▶ **Work instructions**
Please repeat only the stretch of records running from the first line through the line that contains "line as [209,86].".

*** Source material ***

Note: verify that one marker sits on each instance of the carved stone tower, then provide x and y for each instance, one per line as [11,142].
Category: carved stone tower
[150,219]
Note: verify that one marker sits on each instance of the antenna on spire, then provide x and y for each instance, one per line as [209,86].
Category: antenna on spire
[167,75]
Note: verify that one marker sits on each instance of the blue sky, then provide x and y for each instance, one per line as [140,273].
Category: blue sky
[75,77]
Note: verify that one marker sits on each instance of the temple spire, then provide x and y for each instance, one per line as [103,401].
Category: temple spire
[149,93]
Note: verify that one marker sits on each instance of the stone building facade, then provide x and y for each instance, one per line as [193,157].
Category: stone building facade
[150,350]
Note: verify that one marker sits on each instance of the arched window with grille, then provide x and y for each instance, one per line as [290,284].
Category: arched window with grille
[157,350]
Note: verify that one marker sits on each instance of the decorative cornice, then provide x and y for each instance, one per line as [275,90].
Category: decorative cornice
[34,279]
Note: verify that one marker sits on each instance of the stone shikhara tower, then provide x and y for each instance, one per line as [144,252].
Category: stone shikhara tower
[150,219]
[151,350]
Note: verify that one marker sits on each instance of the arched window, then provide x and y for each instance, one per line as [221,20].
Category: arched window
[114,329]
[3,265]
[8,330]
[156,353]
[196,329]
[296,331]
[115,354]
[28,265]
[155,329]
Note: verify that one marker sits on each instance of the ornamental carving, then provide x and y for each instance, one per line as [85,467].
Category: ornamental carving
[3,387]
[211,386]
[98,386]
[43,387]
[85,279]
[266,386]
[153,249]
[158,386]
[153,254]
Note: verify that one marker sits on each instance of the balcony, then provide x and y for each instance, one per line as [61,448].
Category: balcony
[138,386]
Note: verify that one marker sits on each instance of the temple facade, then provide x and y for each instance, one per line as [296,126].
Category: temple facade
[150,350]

*** End of Source material ***

▶ **Response for this exercise**
Note: verify that one marker sits on each instance of the carved stone tower, then provide x and y for each instance, one per line as [11,142].
Category: carved stone tower
[150,219]
Note: verify that one marker sits on each instance of the antenna on spire, then provide x and y for each instance, one per line as [209,86].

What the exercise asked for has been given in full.